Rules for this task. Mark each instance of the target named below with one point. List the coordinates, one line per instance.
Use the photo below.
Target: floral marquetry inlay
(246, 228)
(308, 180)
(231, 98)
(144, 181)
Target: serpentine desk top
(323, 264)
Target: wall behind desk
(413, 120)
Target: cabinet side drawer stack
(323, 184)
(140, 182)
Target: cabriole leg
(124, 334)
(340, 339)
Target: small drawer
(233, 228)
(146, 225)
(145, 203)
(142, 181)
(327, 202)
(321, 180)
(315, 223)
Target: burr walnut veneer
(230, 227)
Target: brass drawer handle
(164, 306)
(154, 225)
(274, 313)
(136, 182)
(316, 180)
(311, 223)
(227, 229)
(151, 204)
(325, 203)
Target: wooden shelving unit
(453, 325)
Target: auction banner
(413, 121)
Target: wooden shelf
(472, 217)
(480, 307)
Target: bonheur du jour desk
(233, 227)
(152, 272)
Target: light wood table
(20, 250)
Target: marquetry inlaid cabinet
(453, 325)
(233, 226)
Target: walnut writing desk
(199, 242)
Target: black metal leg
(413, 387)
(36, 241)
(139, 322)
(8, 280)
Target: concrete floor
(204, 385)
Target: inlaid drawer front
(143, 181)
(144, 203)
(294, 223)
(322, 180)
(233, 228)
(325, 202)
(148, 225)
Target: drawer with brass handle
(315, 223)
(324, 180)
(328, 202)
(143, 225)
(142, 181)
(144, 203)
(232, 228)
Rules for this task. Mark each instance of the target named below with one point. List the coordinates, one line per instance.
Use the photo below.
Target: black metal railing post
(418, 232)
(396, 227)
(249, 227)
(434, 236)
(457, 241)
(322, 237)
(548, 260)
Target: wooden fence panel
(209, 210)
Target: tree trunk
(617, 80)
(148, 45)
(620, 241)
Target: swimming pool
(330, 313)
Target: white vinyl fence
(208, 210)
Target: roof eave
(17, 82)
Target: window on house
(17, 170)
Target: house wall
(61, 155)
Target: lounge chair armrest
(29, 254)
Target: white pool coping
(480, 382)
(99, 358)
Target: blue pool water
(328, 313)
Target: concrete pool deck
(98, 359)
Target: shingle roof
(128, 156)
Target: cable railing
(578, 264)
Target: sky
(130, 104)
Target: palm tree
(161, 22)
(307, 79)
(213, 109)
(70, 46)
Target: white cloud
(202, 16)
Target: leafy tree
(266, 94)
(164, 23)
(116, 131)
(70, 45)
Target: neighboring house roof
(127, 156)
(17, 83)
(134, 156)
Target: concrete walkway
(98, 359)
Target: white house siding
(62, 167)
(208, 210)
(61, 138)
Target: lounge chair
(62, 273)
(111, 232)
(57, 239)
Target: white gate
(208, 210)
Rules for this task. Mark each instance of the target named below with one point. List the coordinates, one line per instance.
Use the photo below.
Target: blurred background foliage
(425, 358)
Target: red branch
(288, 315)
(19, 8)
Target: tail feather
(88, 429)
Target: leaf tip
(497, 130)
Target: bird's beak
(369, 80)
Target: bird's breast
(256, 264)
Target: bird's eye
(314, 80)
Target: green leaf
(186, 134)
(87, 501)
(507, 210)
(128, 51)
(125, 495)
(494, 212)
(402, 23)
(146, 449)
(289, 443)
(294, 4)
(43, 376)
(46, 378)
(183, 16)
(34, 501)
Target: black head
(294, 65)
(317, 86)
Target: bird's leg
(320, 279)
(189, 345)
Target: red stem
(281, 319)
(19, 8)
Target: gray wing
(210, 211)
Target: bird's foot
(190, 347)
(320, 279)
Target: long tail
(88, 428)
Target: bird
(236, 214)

▬▬▬

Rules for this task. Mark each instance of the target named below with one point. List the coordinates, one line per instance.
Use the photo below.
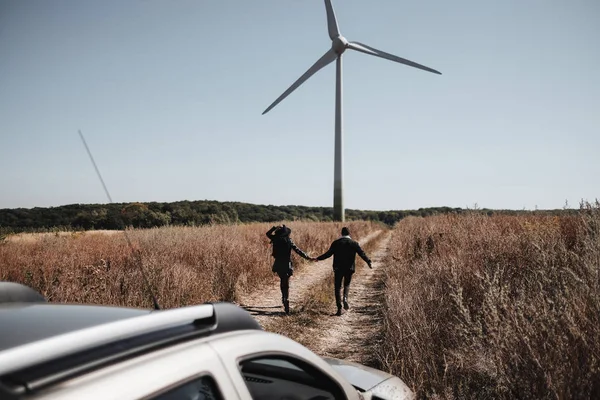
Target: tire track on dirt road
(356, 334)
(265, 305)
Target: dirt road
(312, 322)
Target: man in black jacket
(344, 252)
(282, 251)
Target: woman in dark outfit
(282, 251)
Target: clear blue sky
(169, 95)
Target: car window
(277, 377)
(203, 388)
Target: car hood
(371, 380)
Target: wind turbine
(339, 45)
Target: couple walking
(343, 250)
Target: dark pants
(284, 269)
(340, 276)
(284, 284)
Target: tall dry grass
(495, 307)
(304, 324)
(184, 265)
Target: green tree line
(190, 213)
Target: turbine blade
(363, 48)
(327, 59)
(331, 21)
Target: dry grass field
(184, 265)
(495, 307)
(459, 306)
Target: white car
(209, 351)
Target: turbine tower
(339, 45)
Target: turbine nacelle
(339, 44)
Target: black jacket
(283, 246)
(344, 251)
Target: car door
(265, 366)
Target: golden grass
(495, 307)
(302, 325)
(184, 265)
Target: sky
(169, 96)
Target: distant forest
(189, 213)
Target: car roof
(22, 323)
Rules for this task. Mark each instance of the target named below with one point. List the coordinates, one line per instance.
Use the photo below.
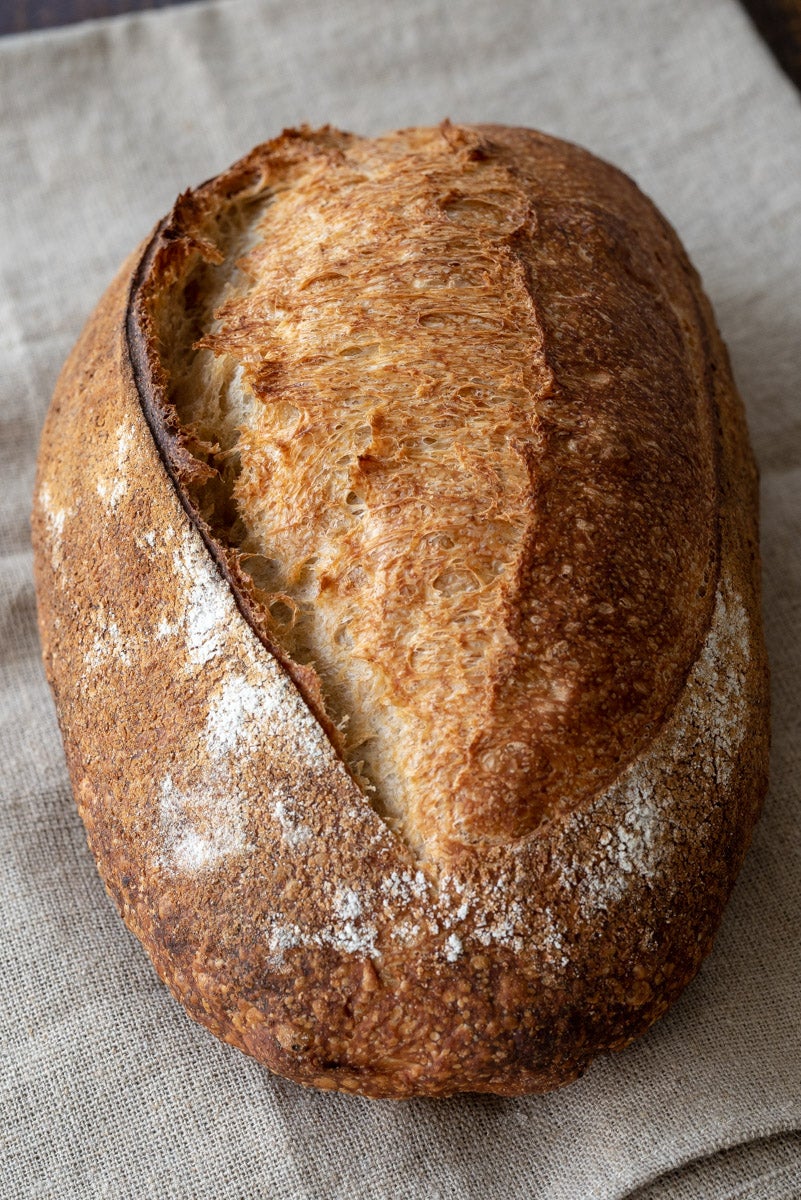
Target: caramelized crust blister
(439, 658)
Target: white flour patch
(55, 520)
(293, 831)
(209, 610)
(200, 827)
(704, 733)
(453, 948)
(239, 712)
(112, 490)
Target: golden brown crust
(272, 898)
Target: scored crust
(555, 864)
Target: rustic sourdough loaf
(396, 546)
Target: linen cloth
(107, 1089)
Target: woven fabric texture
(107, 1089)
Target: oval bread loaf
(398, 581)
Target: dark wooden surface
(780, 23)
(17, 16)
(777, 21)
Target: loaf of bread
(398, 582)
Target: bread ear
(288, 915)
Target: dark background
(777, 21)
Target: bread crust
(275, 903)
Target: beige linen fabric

▬▬▬

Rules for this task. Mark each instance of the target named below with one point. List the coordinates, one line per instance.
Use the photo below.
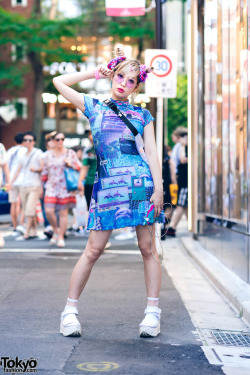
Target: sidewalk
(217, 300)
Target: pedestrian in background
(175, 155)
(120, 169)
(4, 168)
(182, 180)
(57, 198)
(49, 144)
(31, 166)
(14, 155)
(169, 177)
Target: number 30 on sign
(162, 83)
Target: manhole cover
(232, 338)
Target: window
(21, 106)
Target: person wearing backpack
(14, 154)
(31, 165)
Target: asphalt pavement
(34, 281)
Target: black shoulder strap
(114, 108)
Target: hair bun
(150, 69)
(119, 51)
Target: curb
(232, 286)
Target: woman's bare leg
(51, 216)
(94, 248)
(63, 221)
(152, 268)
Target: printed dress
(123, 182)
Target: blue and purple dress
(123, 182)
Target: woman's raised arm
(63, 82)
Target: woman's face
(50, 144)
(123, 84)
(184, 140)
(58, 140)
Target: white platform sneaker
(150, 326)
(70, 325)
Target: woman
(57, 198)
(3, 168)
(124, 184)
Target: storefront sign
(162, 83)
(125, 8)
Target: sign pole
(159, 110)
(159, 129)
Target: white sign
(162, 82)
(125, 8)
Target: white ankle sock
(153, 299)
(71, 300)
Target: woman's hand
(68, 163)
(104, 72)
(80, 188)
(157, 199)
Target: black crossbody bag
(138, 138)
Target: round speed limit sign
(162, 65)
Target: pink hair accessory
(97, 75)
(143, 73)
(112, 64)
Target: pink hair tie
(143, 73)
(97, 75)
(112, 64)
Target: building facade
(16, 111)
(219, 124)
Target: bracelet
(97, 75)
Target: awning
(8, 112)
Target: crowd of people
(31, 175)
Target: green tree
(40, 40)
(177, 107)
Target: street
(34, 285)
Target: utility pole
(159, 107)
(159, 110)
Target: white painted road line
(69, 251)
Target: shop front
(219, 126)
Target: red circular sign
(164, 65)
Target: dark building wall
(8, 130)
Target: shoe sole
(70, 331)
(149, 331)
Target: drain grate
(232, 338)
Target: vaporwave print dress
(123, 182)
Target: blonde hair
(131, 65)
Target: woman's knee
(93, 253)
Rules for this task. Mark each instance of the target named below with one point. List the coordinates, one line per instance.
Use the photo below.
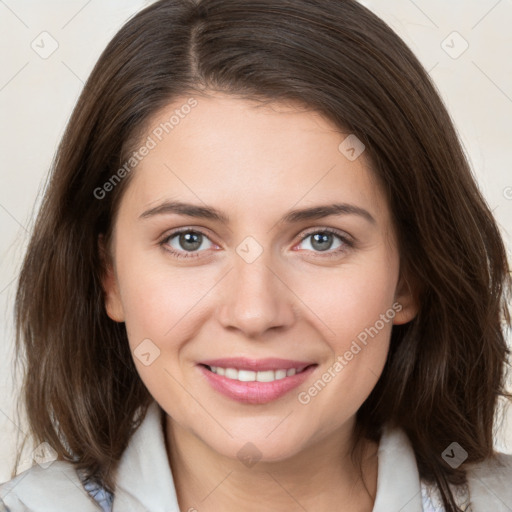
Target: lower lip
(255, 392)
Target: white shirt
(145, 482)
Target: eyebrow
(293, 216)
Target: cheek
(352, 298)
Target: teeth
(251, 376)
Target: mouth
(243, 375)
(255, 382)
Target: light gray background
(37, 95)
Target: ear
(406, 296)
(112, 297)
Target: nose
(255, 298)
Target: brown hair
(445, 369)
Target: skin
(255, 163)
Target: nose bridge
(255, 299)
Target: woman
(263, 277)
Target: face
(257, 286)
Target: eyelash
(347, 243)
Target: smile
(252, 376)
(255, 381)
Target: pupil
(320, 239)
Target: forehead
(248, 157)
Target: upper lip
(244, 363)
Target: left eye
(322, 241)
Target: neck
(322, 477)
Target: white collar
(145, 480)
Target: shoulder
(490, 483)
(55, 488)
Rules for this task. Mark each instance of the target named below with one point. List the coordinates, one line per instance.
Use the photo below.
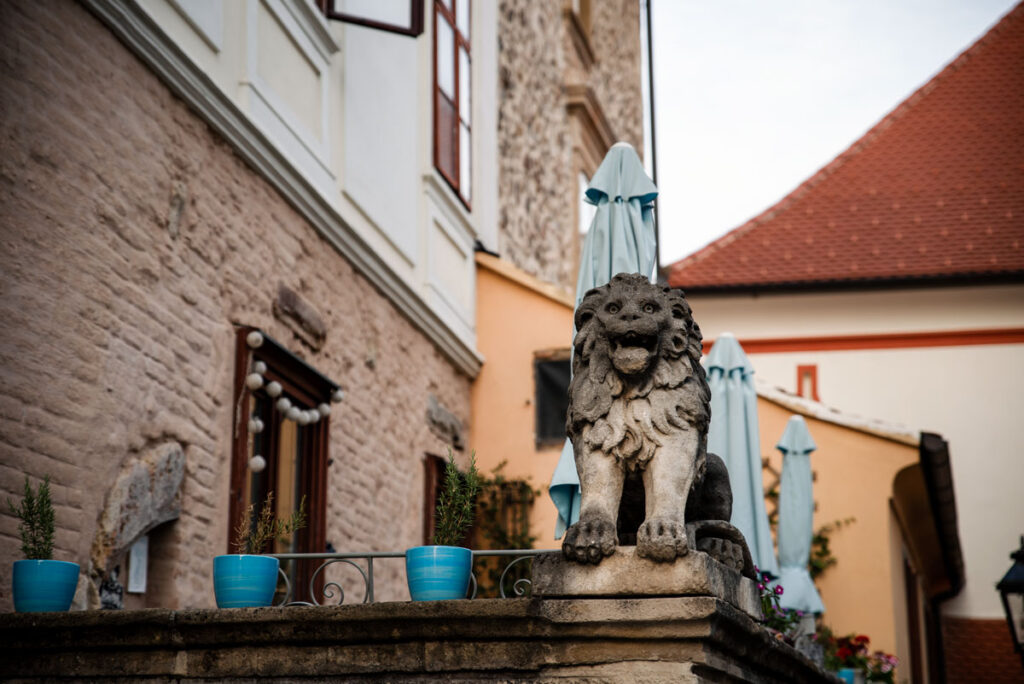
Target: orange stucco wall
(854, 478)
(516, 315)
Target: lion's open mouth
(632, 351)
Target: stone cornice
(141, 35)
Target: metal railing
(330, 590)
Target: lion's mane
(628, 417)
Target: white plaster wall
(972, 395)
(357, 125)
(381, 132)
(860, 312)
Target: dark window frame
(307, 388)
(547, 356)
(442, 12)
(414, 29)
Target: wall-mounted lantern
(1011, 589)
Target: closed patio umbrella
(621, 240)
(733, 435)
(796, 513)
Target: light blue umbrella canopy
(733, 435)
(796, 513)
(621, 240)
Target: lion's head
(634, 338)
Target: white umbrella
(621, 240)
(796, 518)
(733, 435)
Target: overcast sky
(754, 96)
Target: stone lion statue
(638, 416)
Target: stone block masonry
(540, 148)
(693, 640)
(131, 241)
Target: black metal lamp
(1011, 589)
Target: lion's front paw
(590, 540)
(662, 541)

▬▬▬

Within the data above, the span starting at the line containing "Target: caramelized crust blister" and ending at the line containing "Target: beige linen fabric" is to be retyped exactly, with no other lines.

Target: caramelized crust blister
(439, 658)
Target: white flour patch
(55, 520)
(293, 831)
(209, 610)
(200, 827)
(704, 733)
(453, 948)
(239, 712)
(112, 490)
Target: golden brown crust
(272, 898)
Target: scored crust
(555, 864)
Target: rustic sourdough loaf
(396, 546)
Target: linen cloth
(107, 1089)
Target: woven fabric texture
(107, 1089)
Target: oval bread loaf
(398, 581)
Target: dark wooden surface
(780, 23)
(17, 16)
(777, 21)
Target: loaf of bread
(398, 582)
Target: bread ear
(288, 915)
Target: dark background
(777, 21)
Target: bread crust
(275, 903)
Target: beige linen fabric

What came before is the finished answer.